**Your goal**
Write the next part of the letter to the editor about Medicaid reimbursement rates and psychiatrists' acceptance of Medicaid patients, starting right after its last sentence.

**Provided text**
--*--

To the Editor: In the April issue, Wilk and colleagues (1) raised concerns about Medicaid patients' access to psychiatrists and the low rate of acceptance of Medicaid patients by psychiatrists, a concern that has been raised by others (2). We examined the relationship between Medicaid reimbursement rates and psychiatrists' self-reported acceptance of Medicaid patients and found that low Medicaid reimbursement rates were associated with low participation by psychiatrists for service code 90807 (individual psychotherapy with medical evaluation for 45 minutes).
On the basis of the assumption that psychiatrists' sensitivity to reimbursement rates might occur in the lower range of rates, we divided Medicaid reimbursement rates by a median split. We found a positive correlation (r=.52, p=.03) between rates for service code 90807 (median split=$64.10) and psychiatrists' self-reported acceptance of Medicaid patients for the lower half of the range of the reimbursement rate but not the upper half. We found no such relationship for codes 90801 (diagnostic interview exam) and 90862 (pharmacologic management), nor did we find simple, significant correlations between these three codes and the full distribution of reimbursement rates (r=-.03, .25, and .20, respectively). Details of multivariate analyses of variables that affect acceptance of Medicaid patients by psychiatrists are described elsewhere (1).
As in the study by Wilk and colleagues, we used data from an item in the 2002 National Survey of Psychiatric Practice, which was conducted by the American Psychiatric Institute for Research and Education (3). A total of 1,189 psychiatrists responded to an item about acceptance of patients by payer. Because we were unable to find Medicaid reimbursement data for 2002, we used 2001 reimbursement rates by state for codes 90801, 90807, and 90862 from an American Academy of Pediatrics data set published on its Web site. There was substantial distribution in values for both psychiatrist acceptance rates and Medicaid reimbursement rates for code 90807.

--*--

**Dataset content**

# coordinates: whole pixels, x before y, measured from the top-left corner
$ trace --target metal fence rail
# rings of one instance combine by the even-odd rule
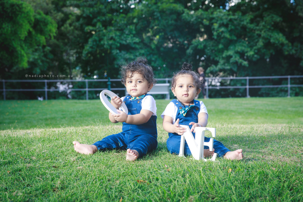
[[[279,87],[287,87],[288,88],[288,97],[290,97],[291,88],[294,87],[303,87],[303,84],[291,84],[291,79],[294,78],[303,78],[303,76],[262,76],[262,77],[205,77],[205,88],[206,91],[206,97],[208,97],[208,92],[210,89],[231,89],[231,88],[246,88],[246,97],[249,98],[249,89],[256,88],[279,88]],[[288,84],[287,85],[249,85],[249,81],[250,79],[272,79],[272,78],[286,78],[288,79]],[[166,83],[168,83],[170,82],[171,79],[170,78],[158,79],[158,81],[162,81],[162,82],[165,82]],[[246,84],[245,85],[243,86],[212,86],[209,85],[209,83],[210,81],[214,80],[217,80],[221,81],[222,80],[231,80],[233,79],[244,79],[246,80]],[[9,91],[40,91],[45,92],[45,100],[48,99],[48,92],[49,91],[59,91],[60,90],[58,88],[51,89],[48,88],[47,87],[47,84],[52,82],[85,82],[85,88],[69,88],[69,90],[71,91],[85,91],[86,92],[86,99],[88,99],[88,91],[102,91],[105,89],[109,89],[112,91],[115,91],[118,90],[125,90],[125,88],[111,88],[110,86],[111,82],[112,81],[120,81],[121,80],[120,79],[112,79],[109,80],[107,79],[84,79],[82,80],[77,80],[72,79],[59,79],[59,80],[0,80],[0,82],[2,82],[3,84],[3,88],[2,89],[0,89],[0,91],[3,92],[3,95],[4,100],[6,100],[6,93]],[[95,81],[101,81],[106,82],[108,84],[108,87],[107,88],[88,88],[88,82],[93,82]],[[220,81],[218,81],[218,83],[220,83]],[[44,82],[45,83],[45,87],[44,88],[39,89],[6,89],[5,88],[6,84],[9,82]]]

--*--

**Exercise result**
Our preliminary, suggestive observation warrants further study with better designs and more complex models. The period between 2001 and 2002 was one of significant change for Medicaid. States faced budget deficits and cut eligibility, benefits, and reimbursement. Therefore, the discrepancy in time between the 2001 reimbursement rates and the 2002 data on psychiatrists' acceptance of Medicaid patients is a weakness of these analyses. Also, many factors affect psychiatrists' decisions to accept Medicaid patients, including administrative burden and cross-cultural preferences, among others, and these factors were not included in the analyses.
Another important consideration is the possibility of a more pronounced association between reimbursement levels and the volume of new Medicaid patients that psychiatrists can accept, whereas our analyses examined the association between accepting "any" new Medicaid patients and reimbursement. Furthermore, the relationship between reimbursement rates and acceptance may be reciprocal and complex and not simply positive—for example, when a low rate of psychiatrist participation spurs higher state Medicaid reimbursement rates. Such inverse correlations would be investigated best on a state-by-state basis, which was not possible with our data.
The observation made in this letter is potentially important for child psychiatrists, clinic psychiatrists, international medical graduates, and early-career psychiatrists, who have caseloads with large proportions of patients whose care is covered by Medicaid (4).
Dr. Jacobs is with the department of psychiatry at Yale University in New Haven, Connecticut. Dr. Wilk and Dr. Rubio-Stipec are with the American Psychiatric Institute for Research and Education of the American Psychiatric Association in Arlington, Virginia.